(Data section begins)

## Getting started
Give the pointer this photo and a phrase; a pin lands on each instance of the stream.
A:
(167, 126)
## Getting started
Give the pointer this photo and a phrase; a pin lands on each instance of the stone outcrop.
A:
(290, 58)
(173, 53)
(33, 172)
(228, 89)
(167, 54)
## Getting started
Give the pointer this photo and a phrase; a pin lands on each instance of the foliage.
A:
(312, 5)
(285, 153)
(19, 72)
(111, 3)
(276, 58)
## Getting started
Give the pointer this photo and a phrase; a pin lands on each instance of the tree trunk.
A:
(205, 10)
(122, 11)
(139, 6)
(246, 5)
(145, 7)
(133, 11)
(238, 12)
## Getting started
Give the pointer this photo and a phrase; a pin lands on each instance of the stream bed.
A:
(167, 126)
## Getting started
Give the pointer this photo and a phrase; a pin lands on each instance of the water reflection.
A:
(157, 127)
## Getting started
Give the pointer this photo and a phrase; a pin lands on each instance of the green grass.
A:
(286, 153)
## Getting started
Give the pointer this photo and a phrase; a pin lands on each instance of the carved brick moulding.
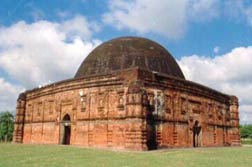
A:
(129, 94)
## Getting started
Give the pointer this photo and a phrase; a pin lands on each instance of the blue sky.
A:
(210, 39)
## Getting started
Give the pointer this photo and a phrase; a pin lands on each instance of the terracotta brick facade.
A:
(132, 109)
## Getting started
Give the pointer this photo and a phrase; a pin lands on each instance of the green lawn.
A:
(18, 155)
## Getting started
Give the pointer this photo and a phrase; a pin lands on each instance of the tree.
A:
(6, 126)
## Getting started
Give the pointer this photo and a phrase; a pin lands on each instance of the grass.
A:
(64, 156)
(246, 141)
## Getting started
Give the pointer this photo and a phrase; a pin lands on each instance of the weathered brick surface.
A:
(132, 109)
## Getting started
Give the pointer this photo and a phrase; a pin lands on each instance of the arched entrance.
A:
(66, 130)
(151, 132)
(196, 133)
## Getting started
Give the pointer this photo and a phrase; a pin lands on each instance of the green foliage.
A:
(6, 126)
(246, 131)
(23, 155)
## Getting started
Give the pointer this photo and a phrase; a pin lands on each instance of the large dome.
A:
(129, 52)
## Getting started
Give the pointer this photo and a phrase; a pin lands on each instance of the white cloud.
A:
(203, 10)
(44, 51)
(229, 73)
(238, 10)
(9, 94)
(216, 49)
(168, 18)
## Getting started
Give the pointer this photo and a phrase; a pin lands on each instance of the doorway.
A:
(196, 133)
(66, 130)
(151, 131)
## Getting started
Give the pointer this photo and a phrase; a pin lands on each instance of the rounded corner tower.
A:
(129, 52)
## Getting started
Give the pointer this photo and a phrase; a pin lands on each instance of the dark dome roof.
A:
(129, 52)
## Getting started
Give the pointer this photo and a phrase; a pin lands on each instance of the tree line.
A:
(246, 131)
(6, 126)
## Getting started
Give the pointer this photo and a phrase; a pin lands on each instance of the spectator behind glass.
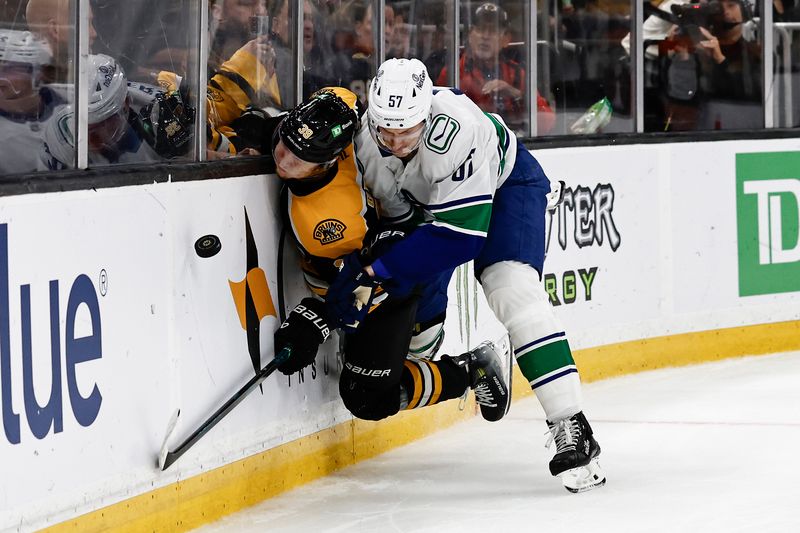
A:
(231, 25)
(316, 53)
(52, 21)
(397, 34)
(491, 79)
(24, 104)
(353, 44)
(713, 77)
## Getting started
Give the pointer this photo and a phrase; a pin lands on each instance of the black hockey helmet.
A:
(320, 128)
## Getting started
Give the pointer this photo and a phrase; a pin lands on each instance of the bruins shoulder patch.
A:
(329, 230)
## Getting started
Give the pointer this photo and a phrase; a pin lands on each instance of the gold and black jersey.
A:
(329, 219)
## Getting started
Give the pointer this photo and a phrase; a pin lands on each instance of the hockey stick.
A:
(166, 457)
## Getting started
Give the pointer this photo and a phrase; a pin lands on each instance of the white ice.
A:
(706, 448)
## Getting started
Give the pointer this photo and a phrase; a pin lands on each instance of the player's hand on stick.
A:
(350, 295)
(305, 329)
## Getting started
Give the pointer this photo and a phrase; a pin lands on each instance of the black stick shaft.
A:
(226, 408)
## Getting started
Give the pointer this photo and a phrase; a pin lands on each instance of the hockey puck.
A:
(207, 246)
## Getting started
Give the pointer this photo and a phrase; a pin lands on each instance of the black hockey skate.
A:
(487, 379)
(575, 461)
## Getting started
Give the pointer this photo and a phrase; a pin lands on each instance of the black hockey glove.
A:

(Data section ends)
(Data section begins)

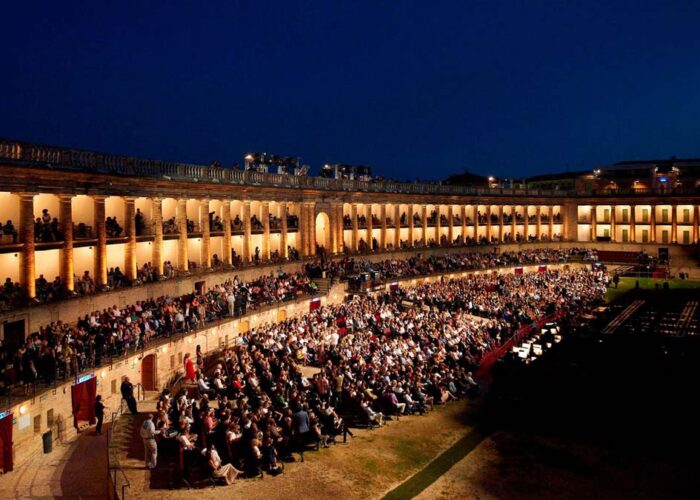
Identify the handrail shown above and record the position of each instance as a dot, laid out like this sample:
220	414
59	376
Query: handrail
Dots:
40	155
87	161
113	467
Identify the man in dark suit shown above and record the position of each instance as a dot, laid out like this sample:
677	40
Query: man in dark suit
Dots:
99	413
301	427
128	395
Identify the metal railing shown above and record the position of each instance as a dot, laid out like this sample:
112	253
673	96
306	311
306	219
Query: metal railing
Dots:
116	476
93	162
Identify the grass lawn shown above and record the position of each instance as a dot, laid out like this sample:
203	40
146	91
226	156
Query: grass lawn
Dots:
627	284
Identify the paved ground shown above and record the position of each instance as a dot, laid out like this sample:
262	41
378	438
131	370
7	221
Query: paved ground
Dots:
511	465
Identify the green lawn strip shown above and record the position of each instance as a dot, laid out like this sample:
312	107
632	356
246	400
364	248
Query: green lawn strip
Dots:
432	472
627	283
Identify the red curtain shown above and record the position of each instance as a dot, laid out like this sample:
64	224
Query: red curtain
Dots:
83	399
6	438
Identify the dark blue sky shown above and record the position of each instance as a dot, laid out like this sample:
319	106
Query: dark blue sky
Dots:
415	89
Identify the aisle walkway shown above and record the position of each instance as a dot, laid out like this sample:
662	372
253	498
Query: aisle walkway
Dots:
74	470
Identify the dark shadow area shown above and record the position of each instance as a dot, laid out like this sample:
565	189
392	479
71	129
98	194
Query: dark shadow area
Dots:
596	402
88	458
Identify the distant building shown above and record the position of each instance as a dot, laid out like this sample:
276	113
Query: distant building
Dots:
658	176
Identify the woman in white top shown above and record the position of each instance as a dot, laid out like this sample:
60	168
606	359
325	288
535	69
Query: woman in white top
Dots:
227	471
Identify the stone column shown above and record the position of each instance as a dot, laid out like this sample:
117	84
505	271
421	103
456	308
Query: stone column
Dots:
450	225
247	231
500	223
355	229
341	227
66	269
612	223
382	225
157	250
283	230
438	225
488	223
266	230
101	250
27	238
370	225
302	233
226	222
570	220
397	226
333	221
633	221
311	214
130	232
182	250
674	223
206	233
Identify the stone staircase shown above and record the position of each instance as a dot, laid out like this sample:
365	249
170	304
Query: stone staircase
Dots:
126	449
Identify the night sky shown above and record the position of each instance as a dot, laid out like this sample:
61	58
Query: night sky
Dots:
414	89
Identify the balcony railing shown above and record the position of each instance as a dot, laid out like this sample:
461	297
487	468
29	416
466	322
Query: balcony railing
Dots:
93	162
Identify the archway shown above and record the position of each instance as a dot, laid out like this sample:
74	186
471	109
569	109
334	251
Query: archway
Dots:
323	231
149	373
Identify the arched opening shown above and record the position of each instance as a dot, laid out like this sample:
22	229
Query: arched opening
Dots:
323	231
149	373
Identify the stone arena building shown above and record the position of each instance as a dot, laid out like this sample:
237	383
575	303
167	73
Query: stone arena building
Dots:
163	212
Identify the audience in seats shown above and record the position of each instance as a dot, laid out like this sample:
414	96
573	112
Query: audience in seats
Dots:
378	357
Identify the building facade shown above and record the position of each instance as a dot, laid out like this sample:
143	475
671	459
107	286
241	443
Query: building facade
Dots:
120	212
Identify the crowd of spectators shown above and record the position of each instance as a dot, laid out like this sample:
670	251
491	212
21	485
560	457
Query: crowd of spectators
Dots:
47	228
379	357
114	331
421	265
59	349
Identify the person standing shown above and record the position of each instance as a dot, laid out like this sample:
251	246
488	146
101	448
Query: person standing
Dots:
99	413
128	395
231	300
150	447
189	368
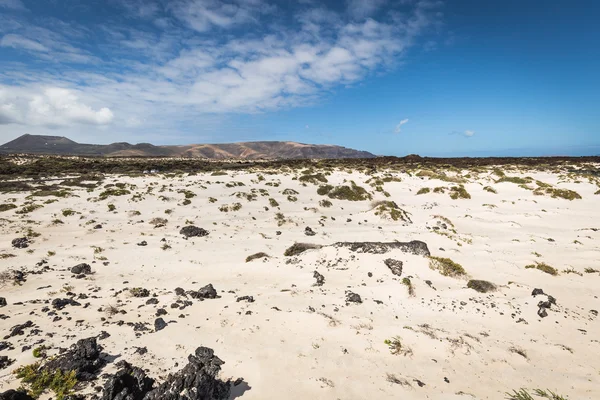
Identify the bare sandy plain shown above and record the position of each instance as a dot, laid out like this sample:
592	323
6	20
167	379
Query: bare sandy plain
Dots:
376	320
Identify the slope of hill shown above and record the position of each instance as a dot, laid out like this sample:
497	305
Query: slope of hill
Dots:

(Data section ends)
(Data section begins)

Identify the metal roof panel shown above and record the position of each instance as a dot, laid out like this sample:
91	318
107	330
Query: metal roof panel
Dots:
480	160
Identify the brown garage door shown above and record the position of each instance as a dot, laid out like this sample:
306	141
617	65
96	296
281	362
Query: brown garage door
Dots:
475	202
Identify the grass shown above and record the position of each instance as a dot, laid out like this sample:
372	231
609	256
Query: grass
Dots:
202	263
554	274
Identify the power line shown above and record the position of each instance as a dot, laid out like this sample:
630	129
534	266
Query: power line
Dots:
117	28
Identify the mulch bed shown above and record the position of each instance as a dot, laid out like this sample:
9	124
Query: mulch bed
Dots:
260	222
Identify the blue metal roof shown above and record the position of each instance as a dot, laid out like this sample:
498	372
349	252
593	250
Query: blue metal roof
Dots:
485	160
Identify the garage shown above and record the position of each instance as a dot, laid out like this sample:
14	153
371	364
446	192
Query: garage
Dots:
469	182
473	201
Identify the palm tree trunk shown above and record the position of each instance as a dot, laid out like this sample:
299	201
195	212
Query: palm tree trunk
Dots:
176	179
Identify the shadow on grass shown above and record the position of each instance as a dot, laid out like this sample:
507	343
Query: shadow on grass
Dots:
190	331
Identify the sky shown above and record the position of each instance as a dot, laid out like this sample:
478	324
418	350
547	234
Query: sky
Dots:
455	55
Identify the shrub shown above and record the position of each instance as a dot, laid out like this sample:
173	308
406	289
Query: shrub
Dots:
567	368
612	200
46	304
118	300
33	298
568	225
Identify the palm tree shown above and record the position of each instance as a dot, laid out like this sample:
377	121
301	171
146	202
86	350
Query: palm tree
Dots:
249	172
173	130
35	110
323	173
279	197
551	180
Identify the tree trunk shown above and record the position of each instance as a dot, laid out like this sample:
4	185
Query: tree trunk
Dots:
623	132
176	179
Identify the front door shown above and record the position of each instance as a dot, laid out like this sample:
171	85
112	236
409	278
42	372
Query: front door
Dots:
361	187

(Data section ends)

◆ **Prompt**: Each line of the material that contains the string "distant" has to be copied out.

◆ **Finished exercise**:
Identify the distant building shown above and record the position of each instance as a dot, laid out like this sample:
Query: distant building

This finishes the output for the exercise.